#### Aim
Please lay out the part of the data that opens with the line containing "Where can you find the wooden gable" (that line included) and runs through the end of the data as a JSON list of strings, one string per line, with blank lines left out.

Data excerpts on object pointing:
--- START ---

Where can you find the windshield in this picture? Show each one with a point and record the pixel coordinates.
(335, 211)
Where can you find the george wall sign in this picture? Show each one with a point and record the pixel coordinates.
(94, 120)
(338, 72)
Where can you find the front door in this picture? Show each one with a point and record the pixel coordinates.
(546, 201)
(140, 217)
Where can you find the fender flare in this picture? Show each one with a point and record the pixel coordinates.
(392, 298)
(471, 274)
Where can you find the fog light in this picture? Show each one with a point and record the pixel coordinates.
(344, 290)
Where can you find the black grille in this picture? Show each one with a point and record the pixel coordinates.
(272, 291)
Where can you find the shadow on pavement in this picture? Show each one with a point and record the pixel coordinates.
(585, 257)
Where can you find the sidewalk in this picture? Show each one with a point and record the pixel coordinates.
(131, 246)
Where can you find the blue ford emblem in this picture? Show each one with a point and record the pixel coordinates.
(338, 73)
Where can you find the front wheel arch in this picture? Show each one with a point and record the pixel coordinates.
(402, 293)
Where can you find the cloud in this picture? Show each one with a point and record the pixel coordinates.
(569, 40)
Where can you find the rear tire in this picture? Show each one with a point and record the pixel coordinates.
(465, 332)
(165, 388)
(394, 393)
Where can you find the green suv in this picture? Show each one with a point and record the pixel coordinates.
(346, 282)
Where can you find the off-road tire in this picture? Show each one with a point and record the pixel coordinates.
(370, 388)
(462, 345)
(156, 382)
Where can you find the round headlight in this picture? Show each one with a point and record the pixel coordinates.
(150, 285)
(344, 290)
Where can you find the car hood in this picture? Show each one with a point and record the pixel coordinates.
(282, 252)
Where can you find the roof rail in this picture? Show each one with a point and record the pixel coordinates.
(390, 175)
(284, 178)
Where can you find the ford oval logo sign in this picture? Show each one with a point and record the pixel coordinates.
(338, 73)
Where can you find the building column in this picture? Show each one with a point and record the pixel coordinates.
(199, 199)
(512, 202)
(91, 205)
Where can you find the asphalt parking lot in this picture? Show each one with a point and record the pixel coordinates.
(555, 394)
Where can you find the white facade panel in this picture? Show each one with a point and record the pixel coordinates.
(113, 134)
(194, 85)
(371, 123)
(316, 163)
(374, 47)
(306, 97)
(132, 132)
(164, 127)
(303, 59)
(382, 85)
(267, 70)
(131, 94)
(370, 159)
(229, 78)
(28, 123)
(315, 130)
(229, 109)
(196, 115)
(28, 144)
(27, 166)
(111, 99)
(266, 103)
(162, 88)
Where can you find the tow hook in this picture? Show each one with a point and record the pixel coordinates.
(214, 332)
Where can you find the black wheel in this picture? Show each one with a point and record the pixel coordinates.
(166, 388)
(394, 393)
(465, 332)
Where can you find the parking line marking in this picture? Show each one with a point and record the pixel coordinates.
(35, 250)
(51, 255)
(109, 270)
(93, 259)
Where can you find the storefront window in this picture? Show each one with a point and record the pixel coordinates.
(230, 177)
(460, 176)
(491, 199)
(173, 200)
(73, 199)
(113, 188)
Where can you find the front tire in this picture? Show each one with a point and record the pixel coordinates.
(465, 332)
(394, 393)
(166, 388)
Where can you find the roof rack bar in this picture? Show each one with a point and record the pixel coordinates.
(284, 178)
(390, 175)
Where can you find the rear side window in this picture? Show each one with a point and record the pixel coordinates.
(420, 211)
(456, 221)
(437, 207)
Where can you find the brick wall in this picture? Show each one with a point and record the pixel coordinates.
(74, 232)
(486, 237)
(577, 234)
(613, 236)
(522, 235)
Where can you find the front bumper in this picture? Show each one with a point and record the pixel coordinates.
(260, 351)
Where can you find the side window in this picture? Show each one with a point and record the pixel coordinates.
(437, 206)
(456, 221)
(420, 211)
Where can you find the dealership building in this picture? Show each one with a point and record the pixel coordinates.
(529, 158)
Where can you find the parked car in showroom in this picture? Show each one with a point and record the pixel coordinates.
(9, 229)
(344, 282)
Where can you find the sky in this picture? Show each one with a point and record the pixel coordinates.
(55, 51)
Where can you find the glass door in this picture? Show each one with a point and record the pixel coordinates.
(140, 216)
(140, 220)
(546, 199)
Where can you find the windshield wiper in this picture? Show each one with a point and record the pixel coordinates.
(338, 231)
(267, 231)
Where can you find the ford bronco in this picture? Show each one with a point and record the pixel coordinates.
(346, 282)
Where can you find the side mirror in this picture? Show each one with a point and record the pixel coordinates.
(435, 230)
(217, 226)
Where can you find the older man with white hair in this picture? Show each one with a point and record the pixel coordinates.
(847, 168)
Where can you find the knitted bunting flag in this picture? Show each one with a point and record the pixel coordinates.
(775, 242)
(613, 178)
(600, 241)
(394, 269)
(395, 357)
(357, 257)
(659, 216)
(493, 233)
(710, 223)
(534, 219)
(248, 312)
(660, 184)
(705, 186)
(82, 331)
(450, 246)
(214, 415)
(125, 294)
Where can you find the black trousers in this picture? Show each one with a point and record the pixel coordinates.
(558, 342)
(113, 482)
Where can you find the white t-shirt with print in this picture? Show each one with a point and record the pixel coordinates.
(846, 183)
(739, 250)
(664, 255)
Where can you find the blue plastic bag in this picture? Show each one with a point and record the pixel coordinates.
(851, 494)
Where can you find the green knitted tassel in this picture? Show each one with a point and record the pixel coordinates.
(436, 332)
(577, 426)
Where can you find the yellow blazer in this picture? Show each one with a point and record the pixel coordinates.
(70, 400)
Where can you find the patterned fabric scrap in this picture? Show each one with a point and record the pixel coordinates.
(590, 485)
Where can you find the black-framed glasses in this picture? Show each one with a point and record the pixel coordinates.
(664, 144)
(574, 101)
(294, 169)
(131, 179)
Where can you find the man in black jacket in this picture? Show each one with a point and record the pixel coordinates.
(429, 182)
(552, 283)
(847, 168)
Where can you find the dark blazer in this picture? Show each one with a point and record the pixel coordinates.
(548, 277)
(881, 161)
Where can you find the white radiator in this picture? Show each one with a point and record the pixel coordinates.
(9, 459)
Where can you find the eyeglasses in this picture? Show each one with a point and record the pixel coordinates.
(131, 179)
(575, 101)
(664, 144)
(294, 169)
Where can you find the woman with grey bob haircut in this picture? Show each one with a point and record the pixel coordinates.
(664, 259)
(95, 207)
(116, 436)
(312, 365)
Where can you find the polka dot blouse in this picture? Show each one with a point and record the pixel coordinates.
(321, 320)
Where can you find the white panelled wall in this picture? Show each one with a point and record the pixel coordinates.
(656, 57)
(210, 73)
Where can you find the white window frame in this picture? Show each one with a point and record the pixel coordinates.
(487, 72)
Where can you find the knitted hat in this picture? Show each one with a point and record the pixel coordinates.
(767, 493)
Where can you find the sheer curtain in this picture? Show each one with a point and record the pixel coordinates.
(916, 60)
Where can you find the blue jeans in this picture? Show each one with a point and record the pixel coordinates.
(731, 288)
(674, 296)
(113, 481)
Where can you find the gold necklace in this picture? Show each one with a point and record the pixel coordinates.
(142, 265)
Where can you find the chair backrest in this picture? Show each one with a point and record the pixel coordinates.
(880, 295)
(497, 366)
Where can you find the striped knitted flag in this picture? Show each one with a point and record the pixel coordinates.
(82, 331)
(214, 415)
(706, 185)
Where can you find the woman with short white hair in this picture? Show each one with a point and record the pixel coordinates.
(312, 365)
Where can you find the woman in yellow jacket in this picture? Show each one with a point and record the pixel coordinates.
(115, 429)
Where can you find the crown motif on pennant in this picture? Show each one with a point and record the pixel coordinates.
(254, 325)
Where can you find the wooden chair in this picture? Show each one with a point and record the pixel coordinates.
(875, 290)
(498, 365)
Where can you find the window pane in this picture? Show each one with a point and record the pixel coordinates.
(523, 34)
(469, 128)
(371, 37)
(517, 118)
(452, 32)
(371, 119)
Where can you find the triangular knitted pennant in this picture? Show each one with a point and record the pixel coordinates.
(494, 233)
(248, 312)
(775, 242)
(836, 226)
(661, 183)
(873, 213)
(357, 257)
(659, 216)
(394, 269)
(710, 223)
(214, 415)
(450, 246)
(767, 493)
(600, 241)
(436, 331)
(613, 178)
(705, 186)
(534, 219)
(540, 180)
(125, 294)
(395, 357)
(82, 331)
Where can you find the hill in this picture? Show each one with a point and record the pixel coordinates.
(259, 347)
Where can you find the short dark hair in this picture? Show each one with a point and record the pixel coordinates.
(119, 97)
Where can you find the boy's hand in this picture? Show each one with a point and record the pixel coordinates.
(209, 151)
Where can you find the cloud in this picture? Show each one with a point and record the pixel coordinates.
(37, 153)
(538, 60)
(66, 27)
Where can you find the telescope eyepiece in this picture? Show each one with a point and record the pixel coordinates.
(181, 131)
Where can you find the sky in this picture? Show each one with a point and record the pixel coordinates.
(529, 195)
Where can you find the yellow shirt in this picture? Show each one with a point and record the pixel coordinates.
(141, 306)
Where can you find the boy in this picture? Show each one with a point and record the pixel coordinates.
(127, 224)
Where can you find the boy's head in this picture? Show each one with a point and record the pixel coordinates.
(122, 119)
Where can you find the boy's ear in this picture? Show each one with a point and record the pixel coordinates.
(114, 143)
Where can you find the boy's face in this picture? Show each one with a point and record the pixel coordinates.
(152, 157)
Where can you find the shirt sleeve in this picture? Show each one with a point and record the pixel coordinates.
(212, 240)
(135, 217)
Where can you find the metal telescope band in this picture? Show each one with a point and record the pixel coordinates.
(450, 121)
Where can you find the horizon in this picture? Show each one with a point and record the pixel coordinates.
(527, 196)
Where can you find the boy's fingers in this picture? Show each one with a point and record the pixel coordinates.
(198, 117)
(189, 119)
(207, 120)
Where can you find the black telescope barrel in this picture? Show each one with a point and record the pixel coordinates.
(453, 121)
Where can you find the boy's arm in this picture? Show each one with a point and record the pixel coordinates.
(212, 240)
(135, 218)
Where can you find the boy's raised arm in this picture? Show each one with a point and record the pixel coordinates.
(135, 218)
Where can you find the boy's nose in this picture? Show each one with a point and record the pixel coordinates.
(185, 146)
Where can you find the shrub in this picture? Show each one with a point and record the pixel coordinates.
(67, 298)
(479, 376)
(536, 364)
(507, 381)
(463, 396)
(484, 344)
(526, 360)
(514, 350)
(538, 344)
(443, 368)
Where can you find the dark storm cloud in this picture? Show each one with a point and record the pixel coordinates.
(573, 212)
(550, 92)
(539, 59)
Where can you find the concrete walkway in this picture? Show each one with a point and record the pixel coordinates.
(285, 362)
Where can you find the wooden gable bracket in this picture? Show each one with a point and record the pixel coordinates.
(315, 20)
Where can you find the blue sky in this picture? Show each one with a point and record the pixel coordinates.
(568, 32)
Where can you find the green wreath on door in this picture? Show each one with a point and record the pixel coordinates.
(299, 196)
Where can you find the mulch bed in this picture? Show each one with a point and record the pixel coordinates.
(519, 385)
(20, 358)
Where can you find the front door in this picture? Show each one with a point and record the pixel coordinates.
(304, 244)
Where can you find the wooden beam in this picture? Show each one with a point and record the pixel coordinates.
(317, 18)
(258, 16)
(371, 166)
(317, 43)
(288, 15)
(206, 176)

--- END ---

#### The reply
[
  "Where can you find the wooden gable bracket in this picture? Show each one with a point and record the pixel coordinates.",
  "(315, 20)",
  "Where can you find the blue sky in this picture? Show each one with a point and record the pixel coordinates.",
  "(568, 32)",
  "Where can you find the green wreath on door in this picture? Show each one with a point and record the pixel coordinates.",
  "(299, 196)",
  "Where can you find the mulch bed in this picture? Show each one with a point and record the pixel coordinates.",
  "(519, 385)",
  "(20, 358)",
  "Where can you find the front door in this picture? Show each one with a point and record the pixel coordinates.",
  "(304, 244)",
  "Where can you find the wooden beam in this picture? Show each one with a point and record the pixel coordinates.",
  "(317, 18)",
  "(258, 16)",
  "(371, 166)",
  "(317, 43)",
  "(288, 15)",
  "(206, 176)"
]